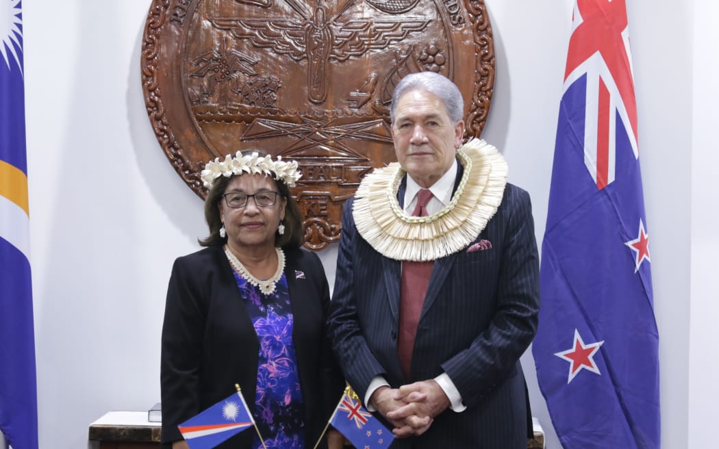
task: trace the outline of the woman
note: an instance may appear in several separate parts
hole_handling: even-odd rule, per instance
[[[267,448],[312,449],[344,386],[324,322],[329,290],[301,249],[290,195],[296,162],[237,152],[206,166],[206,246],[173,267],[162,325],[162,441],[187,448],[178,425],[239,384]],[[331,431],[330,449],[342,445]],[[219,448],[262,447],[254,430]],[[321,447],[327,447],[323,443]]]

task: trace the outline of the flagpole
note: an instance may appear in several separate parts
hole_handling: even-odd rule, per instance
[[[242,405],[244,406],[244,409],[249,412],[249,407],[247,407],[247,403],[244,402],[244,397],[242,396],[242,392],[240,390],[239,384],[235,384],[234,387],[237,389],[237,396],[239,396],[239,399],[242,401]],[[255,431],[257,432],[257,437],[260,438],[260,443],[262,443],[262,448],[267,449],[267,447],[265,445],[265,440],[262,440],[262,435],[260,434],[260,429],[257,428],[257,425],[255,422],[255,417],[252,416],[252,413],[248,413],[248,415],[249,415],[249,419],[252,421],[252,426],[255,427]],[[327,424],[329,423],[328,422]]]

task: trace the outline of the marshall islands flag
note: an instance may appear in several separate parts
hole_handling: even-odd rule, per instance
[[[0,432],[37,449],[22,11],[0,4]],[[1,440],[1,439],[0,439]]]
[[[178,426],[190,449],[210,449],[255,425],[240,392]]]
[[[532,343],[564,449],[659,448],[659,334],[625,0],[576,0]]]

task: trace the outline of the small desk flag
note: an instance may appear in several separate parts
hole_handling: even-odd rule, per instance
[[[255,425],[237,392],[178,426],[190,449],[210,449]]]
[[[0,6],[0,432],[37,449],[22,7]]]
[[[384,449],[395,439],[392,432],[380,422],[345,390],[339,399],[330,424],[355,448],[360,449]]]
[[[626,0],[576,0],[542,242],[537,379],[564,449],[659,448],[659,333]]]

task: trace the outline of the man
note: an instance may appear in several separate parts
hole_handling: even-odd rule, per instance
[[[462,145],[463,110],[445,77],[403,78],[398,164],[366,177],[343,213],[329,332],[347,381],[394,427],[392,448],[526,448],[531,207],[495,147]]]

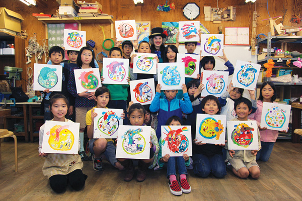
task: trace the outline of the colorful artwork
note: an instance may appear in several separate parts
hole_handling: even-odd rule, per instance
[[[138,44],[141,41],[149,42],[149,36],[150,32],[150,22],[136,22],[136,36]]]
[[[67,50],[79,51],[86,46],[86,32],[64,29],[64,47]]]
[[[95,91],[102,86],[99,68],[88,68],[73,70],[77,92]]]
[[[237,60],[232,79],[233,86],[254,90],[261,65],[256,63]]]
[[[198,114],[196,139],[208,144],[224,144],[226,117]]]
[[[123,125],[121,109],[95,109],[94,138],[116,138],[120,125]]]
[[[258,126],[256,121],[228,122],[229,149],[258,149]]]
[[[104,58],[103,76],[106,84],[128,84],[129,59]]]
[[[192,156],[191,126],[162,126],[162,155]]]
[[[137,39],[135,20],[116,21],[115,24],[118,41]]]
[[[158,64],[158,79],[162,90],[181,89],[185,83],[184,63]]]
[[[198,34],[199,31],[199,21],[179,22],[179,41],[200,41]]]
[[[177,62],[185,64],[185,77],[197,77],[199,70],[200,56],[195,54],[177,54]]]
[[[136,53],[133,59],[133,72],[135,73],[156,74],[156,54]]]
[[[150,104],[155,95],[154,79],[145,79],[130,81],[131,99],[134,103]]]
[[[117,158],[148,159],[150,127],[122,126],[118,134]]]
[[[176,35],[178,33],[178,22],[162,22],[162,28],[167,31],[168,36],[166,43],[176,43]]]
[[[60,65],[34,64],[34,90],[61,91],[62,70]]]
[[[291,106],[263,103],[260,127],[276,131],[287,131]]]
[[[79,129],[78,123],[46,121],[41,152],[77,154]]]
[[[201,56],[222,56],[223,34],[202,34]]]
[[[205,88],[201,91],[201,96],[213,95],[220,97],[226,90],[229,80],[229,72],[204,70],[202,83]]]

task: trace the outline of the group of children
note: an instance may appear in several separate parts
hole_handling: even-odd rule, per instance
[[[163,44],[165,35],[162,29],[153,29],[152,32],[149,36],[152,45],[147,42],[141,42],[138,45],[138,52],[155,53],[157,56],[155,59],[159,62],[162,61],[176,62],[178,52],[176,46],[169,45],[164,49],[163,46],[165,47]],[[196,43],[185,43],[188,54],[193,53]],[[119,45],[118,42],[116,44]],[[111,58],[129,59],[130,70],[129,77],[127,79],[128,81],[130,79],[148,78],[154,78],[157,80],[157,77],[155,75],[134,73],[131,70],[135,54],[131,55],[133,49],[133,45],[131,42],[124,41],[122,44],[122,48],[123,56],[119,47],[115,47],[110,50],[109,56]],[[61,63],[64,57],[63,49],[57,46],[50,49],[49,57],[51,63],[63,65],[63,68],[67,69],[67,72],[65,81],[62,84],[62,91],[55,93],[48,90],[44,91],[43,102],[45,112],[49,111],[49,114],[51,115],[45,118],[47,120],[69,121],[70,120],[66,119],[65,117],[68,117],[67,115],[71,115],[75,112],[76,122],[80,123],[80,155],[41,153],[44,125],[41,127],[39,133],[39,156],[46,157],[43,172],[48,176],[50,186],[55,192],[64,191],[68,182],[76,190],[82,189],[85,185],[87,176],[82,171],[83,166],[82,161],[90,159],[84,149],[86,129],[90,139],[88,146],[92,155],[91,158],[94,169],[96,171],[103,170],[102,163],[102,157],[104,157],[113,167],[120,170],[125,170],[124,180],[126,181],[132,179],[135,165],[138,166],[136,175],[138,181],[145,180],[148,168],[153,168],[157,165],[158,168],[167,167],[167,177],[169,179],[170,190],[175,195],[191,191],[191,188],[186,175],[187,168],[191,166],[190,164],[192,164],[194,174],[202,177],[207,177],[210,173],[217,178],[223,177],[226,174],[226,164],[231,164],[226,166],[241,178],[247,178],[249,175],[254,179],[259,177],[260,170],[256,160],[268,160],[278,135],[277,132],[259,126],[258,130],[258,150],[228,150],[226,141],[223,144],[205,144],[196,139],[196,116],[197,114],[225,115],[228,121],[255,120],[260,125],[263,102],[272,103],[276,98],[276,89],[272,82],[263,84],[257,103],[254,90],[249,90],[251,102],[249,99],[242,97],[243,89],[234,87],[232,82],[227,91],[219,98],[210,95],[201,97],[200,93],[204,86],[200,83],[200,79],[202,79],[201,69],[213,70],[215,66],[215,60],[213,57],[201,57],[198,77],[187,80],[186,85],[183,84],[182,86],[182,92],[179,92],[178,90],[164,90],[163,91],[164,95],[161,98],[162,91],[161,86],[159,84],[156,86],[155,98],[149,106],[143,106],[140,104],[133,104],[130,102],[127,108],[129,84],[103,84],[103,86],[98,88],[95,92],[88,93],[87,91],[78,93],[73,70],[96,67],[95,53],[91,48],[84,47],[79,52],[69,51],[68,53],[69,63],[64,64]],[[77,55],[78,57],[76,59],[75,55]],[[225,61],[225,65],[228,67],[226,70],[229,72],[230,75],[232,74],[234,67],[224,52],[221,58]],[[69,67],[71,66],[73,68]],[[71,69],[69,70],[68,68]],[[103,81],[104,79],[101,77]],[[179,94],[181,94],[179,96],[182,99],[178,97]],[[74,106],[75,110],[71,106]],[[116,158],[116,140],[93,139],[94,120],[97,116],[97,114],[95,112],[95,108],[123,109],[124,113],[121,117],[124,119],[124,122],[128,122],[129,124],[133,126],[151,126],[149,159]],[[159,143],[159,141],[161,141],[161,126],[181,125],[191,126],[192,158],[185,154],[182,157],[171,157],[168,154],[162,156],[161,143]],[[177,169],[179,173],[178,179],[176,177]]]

+ + + + +

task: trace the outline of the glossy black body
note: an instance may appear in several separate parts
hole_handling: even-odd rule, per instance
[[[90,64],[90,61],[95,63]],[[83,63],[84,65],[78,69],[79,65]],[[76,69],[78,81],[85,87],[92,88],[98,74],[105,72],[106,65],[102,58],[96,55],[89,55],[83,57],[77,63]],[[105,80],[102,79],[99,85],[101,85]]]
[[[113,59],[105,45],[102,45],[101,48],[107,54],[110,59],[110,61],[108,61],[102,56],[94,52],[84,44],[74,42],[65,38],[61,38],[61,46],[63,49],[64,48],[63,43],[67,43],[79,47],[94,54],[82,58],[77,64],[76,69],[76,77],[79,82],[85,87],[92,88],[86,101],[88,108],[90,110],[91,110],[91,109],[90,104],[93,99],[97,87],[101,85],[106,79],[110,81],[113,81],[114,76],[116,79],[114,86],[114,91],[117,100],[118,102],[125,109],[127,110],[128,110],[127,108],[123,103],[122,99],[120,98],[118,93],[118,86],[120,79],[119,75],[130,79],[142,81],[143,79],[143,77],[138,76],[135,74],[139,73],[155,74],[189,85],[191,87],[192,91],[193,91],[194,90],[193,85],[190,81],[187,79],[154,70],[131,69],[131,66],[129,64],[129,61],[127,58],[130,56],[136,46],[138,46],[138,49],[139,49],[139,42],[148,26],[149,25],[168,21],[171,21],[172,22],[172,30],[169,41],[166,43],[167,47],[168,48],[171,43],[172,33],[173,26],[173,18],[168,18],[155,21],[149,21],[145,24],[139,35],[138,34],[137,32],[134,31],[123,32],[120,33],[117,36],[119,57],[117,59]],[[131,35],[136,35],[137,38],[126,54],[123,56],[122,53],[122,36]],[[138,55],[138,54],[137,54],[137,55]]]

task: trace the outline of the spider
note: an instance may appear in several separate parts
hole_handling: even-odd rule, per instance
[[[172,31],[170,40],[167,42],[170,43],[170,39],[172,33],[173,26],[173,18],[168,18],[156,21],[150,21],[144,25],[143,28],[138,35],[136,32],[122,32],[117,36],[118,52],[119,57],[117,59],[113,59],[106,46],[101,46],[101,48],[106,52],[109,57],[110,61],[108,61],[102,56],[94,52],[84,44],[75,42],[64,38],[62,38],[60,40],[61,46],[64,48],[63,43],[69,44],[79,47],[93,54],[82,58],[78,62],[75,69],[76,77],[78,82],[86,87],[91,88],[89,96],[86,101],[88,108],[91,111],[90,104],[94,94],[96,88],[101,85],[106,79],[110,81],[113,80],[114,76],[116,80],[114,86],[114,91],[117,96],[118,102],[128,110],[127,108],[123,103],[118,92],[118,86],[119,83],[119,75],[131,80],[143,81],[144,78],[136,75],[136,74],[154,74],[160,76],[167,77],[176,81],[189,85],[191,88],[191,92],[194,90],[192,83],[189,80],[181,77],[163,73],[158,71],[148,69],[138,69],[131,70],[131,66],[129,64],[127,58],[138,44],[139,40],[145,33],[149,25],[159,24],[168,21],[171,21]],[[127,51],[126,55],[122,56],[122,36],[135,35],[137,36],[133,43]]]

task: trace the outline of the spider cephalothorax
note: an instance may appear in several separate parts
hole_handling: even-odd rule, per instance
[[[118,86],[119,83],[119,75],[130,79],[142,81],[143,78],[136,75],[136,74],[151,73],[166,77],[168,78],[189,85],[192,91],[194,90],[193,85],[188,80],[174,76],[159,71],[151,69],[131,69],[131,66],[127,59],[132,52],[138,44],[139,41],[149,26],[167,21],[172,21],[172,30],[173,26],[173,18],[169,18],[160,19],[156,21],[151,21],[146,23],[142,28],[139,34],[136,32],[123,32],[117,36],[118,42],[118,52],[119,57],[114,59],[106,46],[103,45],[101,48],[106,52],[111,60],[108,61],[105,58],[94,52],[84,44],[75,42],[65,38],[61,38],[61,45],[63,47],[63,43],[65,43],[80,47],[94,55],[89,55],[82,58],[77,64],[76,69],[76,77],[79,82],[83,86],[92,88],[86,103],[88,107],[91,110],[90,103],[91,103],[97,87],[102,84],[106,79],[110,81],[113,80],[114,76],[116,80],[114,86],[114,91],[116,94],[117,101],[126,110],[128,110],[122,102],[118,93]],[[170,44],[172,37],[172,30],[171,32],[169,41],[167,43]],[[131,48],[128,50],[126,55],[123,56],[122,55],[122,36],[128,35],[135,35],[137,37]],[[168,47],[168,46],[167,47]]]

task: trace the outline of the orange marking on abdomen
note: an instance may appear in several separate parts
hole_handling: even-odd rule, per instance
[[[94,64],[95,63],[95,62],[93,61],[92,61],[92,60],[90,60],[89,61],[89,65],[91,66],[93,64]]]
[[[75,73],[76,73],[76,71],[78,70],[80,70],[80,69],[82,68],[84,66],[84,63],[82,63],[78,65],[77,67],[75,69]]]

+ + + + +

● **EXERCISE REQUIREMENTS**: Please pull together every line from the items above that contains the word "outline". Case counts.

● **ANSWER TO THIS EXERCISE**:
task: trace the outline of the woman
task: trace the outline of the flagpole
task: trace the outline of the marshall islands flag
task: trace the outline of the small desk flag
task: trace the outline of the man
task: trace the outline of the colorful artwork
task: trace the outline of the group of children
task: trace the outline of the glossy black body
task: trace the outline of the spider
task: trace the outline of the spider cephalothorax
task: trace the outline of the orange marking on abdomen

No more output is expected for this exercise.